-- START DOCUMENT PASSAGE --

Polar Tankers, Inc. v. City of Valdez

Prior history
  
judgment for plaintiff 3AN-00-09665 CI (Alaska Super., 2006); reversed and remanded 182 P.3d 614 (Alaska, 2008); reversed and remanded US

Majority
  
Breyer, joined by Roberts, Scalia, Kennedy, Ginsburg, and Alito, in various parts

Concurrence
  
Roberts, joined by Thomas

Polar Tankers, Inc. v. City of Valdez, 557 U.S. 1 (2009), was a decision by the Supreme Court of the United States involving the tonnage clause of the United States Constitution.

The City of Valdez in Alaska imposed a property tax that, in practice, applied only to large oil tankers. Polar Tankers, a ConocoPhillips subsidiary, sued, arguing that the tax violated the Tonnage Clause of the Constitution, which forbids a state, "without the Consent of Congress, [to] lay any Duty of Tonnage."

The Supreme Court agreed with Polar Tankers. The court noted that the original meaning of the clause was as a term of art for a tax imposed that varies with "the internal cubic capacity of a vessel," but emphasized that a consistent line of cases had read the clause broadly, "forbidding a State to do that indirectly which she is forbidden ... to do directly." Those cases, the court concluded, stood for the proposition that the tonnage clause's prohibition reaches any taxes or duties on a ship, "whether a fixed sum upon its whole tonnage, or a sum to be ascertained by comparing the amount of tonnage with the rate of duty[,] ... regardless of [the tax or duty's] name or form ... which operate to impose a charge for the privilege of entering, trading in, or lying in a port.”

-- END DOCUMENT PASSAGE --
-- START ITEMS --

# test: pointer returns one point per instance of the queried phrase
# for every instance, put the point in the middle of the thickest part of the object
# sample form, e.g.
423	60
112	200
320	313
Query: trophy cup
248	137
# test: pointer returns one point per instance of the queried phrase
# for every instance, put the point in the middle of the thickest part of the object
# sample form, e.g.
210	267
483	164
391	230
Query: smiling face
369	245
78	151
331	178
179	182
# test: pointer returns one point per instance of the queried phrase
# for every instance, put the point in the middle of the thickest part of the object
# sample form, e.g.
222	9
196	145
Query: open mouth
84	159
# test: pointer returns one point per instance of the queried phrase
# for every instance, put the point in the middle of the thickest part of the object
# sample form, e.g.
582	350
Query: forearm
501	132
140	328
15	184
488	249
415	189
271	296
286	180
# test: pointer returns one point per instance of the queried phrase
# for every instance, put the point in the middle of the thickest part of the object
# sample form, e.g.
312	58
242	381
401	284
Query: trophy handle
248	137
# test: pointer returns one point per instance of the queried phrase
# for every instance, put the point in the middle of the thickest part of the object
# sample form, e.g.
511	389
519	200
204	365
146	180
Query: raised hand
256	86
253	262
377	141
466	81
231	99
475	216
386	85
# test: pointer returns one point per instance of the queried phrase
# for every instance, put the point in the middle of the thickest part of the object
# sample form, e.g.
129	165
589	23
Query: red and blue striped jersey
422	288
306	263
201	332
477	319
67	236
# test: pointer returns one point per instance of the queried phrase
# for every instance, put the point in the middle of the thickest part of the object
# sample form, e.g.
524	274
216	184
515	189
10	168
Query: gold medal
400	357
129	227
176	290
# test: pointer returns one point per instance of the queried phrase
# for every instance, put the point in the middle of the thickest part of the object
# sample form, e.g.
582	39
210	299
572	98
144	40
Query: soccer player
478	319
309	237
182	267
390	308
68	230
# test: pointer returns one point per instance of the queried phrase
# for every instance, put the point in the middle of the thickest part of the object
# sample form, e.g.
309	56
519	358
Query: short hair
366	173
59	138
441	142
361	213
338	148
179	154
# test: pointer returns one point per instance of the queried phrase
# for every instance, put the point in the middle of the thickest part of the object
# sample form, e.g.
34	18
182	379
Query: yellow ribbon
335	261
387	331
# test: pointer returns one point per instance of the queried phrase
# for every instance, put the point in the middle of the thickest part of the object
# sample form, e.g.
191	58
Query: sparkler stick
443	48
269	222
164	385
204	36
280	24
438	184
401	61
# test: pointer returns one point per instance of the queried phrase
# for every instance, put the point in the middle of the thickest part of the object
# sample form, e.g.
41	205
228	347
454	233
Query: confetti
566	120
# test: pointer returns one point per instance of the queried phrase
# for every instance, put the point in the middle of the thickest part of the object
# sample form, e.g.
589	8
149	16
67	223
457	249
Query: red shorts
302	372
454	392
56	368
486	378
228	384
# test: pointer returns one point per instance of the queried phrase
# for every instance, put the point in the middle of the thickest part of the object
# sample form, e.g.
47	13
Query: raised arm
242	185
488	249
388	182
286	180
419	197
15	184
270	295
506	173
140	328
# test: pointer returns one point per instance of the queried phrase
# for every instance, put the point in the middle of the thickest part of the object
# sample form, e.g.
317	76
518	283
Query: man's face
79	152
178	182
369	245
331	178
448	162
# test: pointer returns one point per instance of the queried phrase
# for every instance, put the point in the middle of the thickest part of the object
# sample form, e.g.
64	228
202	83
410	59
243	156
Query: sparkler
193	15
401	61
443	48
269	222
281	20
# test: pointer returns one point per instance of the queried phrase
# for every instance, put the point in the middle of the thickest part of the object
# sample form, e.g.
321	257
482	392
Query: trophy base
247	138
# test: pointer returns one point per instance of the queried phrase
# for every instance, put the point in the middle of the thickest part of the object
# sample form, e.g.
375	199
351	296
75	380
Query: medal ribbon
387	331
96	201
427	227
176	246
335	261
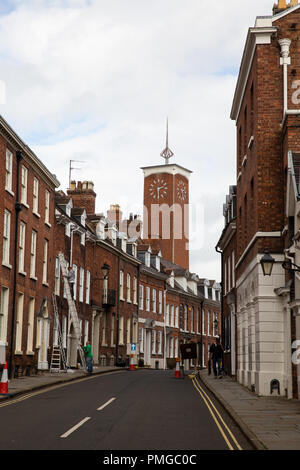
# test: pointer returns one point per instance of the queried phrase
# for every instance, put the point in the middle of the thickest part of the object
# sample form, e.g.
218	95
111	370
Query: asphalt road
140	410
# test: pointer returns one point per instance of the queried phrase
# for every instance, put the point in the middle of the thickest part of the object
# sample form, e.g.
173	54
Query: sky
95	80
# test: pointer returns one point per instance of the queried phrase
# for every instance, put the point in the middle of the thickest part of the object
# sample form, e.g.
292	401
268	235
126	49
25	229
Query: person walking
216	355
89	357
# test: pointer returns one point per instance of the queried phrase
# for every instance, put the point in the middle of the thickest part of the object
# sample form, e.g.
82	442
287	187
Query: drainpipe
165	332
138	307
118	312
222	300
18	208
201	342
285	60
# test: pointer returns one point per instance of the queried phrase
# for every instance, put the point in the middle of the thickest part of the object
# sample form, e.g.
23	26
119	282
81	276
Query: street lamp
105	270
267	263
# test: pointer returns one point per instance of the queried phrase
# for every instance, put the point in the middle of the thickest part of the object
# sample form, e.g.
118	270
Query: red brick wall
30	288
175	250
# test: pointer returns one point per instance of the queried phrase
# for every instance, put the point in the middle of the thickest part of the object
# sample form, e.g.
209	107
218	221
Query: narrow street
144	410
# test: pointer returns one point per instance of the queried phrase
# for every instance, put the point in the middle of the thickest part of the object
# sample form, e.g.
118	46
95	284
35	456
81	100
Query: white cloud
95	80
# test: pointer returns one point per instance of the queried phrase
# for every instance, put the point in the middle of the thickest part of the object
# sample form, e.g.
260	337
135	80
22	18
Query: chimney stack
83	195
282	5
115	215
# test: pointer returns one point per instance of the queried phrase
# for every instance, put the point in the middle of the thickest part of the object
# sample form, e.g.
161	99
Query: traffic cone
177	370
4	382
131	362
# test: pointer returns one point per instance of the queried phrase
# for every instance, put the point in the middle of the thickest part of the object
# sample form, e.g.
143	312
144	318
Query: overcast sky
94	80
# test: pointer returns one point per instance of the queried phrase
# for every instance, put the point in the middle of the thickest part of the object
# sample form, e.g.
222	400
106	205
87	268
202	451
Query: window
81	283
185	317
172	315
30	325
159	341
121	285
141	339
104	329
225	277
64	331
128	331
176	316
45	262
22	237
6	237
86	331
160	301
154	300
128	288
172	346
19	324
121	330
24	177
192	320
87	287
8	170
153	342
3	314
135	290
75	283
167	314
35	196
57	276
198	321
33	254
47	207
148	299
135	331
112	333
208	325
141	297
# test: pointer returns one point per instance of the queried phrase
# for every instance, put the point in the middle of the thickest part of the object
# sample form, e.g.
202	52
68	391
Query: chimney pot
282	4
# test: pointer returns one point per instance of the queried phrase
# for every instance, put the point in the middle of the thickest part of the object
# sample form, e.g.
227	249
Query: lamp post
216	324
105	271
267	263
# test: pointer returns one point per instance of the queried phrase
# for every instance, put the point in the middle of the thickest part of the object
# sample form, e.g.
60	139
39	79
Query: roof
61	198
296	165
28	152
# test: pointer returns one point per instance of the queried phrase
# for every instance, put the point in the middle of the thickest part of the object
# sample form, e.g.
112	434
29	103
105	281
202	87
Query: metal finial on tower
167	153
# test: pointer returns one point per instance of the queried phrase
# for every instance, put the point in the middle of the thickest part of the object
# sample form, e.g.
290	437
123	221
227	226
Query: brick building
128	289
26	245
266	111
227	246
107	312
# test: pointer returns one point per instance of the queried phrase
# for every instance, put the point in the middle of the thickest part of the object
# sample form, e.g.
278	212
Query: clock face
158	189
182	191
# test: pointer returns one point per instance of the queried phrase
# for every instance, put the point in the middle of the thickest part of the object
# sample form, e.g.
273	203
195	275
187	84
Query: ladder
58	359
72	308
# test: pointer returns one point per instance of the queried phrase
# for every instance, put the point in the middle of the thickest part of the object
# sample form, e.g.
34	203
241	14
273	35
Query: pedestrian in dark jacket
216	354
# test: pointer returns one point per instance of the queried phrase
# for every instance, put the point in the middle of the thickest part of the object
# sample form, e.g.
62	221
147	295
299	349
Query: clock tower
166	209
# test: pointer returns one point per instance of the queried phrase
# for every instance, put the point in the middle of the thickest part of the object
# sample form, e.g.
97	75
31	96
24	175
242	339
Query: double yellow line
53	387
229	438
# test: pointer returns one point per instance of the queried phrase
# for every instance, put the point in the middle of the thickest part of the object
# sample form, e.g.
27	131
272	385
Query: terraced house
264	231
128	294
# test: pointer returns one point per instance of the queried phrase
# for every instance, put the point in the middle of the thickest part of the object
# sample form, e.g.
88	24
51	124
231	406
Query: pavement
26	384
270	423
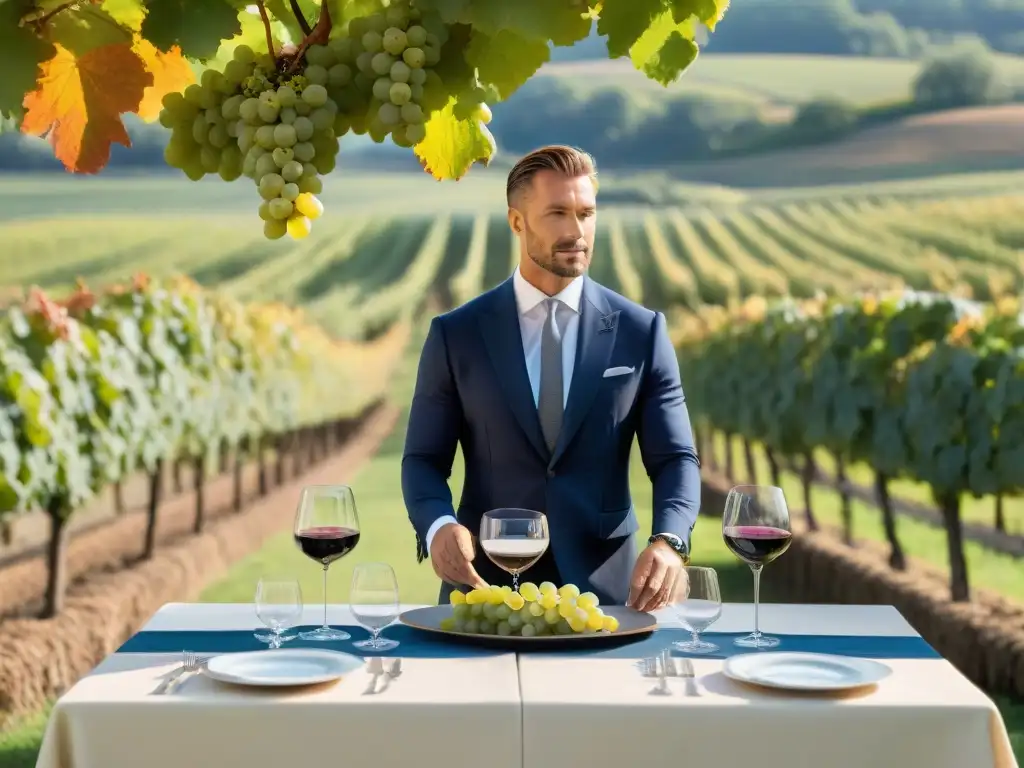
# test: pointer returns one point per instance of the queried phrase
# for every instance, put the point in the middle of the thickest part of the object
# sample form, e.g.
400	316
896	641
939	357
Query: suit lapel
503	340
598	327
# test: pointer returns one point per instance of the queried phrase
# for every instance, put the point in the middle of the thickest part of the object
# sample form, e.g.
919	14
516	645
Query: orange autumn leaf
78	102
170	71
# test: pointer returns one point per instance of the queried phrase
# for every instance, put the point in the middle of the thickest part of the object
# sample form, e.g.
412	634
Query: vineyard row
100	386
916	386
363	273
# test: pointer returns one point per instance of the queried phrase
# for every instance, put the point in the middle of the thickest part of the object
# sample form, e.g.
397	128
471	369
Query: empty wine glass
279	606
514	539
698	607
374	600
327	527
756	528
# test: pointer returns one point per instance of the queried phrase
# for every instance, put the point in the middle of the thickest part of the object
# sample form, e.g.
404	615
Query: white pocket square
619	371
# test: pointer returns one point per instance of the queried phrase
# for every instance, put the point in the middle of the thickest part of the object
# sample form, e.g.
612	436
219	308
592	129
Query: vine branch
41	20
266	26
303	24
317	36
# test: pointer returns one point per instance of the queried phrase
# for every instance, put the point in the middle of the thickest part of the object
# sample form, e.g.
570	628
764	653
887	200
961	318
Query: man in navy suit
545	381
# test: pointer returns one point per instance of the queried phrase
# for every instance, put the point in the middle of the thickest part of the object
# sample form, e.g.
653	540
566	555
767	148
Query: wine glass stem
757	598
325	595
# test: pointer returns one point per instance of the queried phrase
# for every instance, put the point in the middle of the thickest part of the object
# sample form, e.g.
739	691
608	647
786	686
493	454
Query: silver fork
192	664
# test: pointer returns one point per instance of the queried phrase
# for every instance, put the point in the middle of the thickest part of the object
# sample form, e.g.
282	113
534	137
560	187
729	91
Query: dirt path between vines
119	544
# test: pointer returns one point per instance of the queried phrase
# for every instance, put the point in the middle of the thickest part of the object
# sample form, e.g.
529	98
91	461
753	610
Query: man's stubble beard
548	260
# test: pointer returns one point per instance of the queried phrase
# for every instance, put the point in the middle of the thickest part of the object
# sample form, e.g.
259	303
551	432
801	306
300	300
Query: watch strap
675	542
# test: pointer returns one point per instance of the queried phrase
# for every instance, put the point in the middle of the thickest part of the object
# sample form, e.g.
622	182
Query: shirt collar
528	296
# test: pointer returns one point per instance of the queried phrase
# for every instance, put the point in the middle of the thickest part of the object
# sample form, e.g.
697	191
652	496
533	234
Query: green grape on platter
532	610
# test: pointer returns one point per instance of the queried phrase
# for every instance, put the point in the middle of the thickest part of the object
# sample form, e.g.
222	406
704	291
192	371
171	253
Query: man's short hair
567	161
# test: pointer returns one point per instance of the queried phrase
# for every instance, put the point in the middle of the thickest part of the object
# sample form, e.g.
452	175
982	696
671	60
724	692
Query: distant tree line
625	131
870	28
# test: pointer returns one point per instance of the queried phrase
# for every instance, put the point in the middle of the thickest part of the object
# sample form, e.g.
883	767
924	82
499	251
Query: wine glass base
267	637
326	634
695	647
757	641
381	644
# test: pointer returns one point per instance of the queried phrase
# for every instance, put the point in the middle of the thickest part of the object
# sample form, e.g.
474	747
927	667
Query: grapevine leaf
624	22
677	53
452	145
195	26
82	29
666	49
252	35
345	10
709	12
506	59
171	72
20	53
281	12
561	22
79	100
126	12
451	11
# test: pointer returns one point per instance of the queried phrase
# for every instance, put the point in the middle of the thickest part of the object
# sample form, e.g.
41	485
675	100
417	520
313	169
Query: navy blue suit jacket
472	388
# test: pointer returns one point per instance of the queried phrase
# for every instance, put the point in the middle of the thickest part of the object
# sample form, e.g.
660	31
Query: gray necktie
549	403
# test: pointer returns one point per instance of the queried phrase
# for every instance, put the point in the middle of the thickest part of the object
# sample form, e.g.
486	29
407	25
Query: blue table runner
416	644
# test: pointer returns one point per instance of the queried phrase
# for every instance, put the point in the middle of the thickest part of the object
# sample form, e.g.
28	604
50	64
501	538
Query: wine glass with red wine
514	539
327	528
756	528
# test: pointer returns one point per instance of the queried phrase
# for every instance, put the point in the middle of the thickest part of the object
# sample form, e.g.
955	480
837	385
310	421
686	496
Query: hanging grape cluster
278	120
254	120
383	78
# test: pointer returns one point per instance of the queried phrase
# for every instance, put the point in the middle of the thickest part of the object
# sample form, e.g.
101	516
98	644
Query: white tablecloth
601	713
439	712
542	712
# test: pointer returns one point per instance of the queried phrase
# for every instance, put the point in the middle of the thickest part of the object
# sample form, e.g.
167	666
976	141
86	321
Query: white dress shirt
529	302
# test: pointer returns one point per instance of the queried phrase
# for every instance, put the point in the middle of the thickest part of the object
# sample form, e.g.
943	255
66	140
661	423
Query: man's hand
657	579
452	554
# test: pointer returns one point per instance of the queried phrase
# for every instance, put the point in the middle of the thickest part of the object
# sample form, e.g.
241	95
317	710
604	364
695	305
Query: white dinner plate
282	667
806	672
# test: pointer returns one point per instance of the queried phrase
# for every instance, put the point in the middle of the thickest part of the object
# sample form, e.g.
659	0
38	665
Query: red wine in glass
756	545
327	543
327	528
756	528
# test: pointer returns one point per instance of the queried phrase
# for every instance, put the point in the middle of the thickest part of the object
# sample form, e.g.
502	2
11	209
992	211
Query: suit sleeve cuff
435	526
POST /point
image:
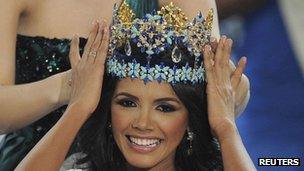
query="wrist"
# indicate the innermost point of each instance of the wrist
(55, 88)
(79, 110)
(225, 130)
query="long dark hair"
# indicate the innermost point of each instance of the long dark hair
(95, 139)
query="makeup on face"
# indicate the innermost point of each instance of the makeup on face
(148, 122)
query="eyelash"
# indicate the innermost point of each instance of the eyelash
(165, 108)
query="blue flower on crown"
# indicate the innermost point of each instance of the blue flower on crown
(200, 73)
(174, 75)
(186, 73)
(134, 69)
(121, 69)
(161, 72)
(146, 73)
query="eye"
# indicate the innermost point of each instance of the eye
(126, 103)
(166, 108)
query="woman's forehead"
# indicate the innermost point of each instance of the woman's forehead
(138, 88)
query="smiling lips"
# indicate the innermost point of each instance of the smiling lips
(143, 145)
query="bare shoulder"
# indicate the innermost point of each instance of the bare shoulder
(14, 5)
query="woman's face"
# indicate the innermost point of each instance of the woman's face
(148, 122)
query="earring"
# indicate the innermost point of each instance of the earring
(190, 138)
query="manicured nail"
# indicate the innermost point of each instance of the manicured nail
(229, 42)
(212, 39)
(207, 48)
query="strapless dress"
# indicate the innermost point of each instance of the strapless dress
(36, 58)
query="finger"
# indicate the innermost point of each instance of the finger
(90, 41)
(237, 74)
(103, 49)
(227, 51)
(208, 63)
(219, 52)
(94, 48)
(74, 51)
(214, 44)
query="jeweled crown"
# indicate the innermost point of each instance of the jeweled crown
(167, 30)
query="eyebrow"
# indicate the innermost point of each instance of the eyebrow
(157, 100)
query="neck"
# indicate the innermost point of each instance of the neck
(169, 166)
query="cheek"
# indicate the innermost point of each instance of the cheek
(174, 127)
(121, 119)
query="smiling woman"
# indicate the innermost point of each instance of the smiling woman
(151, 124)
(150, 96)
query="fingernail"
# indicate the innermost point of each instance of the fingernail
(207, 48)
(223, 38)
(229, 42)
(212, 39)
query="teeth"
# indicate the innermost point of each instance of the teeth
(145, 142)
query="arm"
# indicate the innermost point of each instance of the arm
(221, 105)
(87, 78)
(22, 104)
(51, 150)
(234, 153)
(191, 9)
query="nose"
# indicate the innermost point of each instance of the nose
(142, 121)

-- END ITEMS --

-- THE REQUEST --
Please restate the Polar Tankers case summary starting with "Prior history" and going on through "United States Constitution.", relabeling "Prior history" as "Procedural history".

-- IN RESPONSE --
Procedural history
  
judgment for plaintiff 3AN-00-09665 CI (Alaska Super., 2006); reversed and remanded 182 P.3d 614 (Alaska, 2008); reversed and remanded US

Majority
  
Breyer, joined by Roberts, Scalia, Kennedy, Ginsburg, and Alito, in various parts

Concurrence
  
Roberts, joined by Thomas

Polar Tankers, Inc. v. City of Valdez, 557 U.S. 1 (2009), was a decision by the Supreme Court of the United States involving the tonnage clause of the United States Constitution.